++++ 引文
基于这种本体认识的功夫之学,和宋明理学相比,十分接近于明代王艮的“心斋’、聂豹和罗洪先的“主静归寂”,以及邹守益的“本体戒惧”,其功夫的起点是斋戒,这是“神明其德”的要务,要在使念虑齐一,防非止恶,肃然警惕,保持道德精神的严正。其基本功夫是静坐。为什么要静坐呢?“水澄则珠自现,心澄则性自朗,故必以静坐为基”。一日要求三次静坐,黎明、中午、午夜三次静坐时均要焚香一炷在前,使心既“静而虚明寂定”又“动而虚明寂定”,在本体未发之中和已发时求“致中和”。以为通过静坐工夫的修养,一当达到“湛湛澄澄、内外无物”的虚明寂定境界,即可使“本体”“往复无际,动静一原”,展现本体的真面目。“至此,无圣凡可言,无生死可了。”也就是达到纯乎天理而绝无人欲的境界。《学髓》以为这种境界正是六经、《大学》、《中庸》、《论语》、《孟子》,以致周惇颐的“立极”、程颐的“识仁”、朱熹的“主敬穷理”、陆九渊的“先立乎其大”、王守仁的“致良知”、湛甘泉的“体认”等所讲的境界。这就学,就是学髓。除此之外,即使博尽古今典籍,著作积案充栋,都不能算是学,只可以说是“玩物丧志”。总之,李顒的《学髓》从教育哲学方面,把宋明理学的心性论和“存理灭欲”方法论推到了一个彻底的神秘的主观精神世界,这与他以“慎独”避世,决心不与清朝廷合作,而同时又找不到安身寄托的心境很有关系,在道德修养实践中,其“学髓”理论与功夫都是很难奏效的。
(二)以“悔过自新”标宗的心性修养论
《二曲集》中的《悔过自新说》认为,人性“得天地之理”,“本至善无恶,至粹无瑕”。但为“气质所蔽,情欲所牵,习俗所囿,时势所移”,逐渐受到剥蚀迁流,以致堕落为“小人”。即使沦为“小人”,然其“本性”并未因此而泯灭,“譬如明镜,蔽于尘垢,而莹体未尝不在”,只要刮磨洗剔,垢尽秽去,依然光明莹润,没有什么损失。古今为学之道,谈心性修养,都是教人在心性上用刮磨洗剔之功,以明心见性。
基于这种观点,《悔过自新说》指出:“古今名儒,倡道救世者非一。或以主敬穷理标宗,或以先立乎大标宗,或以心之精神为圣标宗,或以自然标宗,或以复性标宗,或以致良知标宗,或以随处体认标宗,或以正修标宗,或以知止标宗,或以明德标宗。虽各家宗旨不同,要之总不出‘悔过自新’四字,总是开人以悔过自新的门路”。
++++++++
++++ 数据摘录
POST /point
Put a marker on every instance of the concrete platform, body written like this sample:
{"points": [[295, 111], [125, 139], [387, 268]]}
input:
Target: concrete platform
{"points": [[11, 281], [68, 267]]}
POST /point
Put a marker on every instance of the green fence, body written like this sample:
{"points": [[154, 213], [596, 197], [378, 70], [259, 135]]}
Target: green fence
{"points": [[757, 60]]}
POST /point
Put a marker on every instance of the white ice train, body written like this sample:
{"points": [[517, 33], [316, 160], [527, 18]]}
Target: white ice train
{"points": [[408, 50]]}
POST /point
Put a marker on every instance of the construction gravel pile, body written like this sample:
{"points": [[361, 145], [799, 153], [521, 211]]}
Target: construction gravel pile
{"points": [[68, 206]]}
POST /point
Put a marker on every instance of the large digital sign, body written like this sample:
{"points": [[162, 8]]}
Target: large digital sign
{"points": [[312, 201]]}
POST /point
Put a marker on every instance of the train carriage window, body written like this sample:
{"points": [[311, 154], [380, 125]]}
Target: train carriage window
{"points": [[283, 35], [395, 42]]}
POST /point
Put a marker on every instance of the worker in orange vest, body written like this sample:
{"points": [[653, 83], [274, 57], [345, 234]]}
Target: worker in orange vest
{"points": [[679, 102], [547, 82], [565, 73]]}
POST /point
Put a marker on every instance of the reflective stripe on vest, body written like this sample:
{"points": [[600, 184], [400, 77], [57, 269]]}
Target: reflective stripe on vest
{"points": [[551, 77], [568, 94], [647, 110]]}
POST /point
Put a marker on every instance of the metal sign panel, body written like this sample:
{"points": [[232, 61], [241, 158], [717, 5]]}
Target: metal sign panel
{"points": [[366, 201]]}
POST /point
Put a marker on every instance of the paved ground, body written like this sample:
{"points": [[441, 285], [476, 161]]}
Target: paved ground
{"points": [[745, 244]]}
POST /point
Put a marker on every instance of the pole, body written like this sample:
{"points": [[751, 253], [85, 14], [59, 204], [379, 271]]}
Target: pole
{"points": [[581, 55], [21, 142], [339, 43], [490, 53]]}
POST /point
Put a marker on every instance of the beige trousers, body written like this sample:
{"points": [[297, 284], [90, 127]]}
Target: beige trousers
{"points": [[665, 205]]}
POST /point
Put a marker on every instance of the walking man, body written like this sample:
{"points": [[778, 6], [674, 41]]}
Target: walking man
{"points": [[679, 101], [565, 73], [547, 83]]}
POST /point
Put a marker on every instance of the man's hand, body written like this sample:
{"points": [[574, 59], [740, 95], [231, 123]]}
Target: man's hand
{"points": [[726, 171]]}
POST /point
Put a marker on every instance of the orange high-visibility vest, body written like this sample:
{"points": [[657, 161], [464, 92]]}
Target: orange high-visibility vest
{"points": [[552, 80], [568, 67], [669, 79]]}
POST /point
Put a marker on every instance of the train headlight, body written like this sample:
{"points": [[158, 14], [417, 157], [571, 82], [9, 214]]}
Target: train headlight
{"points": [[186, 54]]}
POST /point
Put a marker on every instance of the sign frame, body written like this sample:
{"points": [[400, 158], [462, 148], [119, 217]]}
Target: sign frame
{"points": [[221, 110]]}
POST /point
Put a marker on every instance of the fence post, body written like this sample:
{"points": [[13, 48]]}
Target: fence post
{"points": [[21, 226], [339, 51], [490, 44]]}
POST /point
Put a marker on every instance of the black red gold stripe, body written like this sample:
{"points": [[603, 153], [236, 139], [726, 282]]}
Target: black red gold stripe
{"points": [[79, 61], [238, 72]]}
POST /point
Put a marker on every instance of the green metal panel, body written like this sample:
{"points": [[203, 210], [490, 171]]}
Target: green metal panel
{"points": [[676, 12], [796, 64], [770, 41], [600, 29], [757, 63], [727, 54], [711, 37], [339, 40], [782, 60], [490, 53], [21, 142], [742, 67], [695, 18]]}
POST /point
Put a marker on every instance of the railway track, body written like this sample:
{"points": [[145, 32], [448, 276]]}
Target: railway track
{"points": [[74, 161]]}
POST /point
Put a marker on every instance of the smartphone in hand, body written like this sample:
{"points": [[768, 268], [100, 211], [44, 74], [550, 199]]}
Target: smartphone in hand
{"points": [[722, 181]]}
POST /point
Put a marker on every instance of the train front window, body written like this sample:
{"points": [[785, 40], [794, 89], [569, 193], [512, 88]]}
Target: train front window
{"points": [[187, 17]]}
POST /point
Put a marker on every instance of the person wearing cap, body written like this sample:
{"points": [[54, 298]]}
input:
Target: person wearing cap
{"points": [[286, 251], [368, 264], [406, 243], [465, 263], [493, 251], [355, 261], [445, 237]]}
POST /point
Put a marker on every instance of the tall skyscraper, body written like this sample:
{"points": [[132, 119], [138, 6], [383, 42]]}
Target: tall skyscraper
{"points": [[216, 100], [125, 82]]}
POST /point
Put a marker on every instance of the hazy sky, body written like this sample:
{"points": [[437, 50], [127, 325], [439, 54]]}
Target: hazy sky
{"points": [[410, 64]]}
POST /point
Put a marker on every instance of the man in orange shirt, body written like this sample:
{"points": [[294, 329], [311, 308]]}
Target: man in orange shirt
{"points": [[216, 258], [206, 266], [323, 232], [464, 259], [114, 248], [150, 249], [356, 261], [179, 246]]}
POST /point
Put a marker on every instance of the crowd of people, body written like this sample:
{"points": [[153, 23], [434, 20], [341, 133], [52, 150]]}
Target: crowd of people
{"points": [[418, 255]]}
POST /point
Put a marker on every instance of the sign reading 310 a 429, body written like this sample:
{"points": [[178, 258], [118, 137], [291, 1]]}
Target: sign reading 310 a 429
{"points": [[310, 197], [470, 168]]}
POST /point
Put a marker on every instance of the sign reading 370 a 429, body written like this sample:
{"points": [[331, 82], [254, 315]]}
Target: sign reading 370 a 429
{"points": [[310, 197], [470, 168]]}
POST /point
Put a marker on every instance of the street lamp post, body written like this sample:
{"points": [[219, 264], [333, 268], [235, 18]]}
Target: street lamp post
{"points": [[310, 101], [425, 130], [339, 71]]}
++++++++
_本节任务_
[a] 用两句话概括引文的主要内容。
[b] 数一数列表中含有字符串“high”的行共有几行，只写出数字，大小写须区分。
引文与列表各有出处，二者并无关联。

_逐题解答_
[a] 引文指出，李顒的《学髓》以斋戒为起点、以静坐为基本功夫，认为由此可达到虚明寂定、纯乎天理而绝无人欲的境界，但其理论与功夫在道德修养实践中很难奏效。《二曲集》中的《悔过自新说》则认为人性本至善无恶，虽受气质、情欲等遮蔽而堕落，本性并未泯灭，古今名儒的各家宗旨总不出“悔过自新”四字。

[b] 2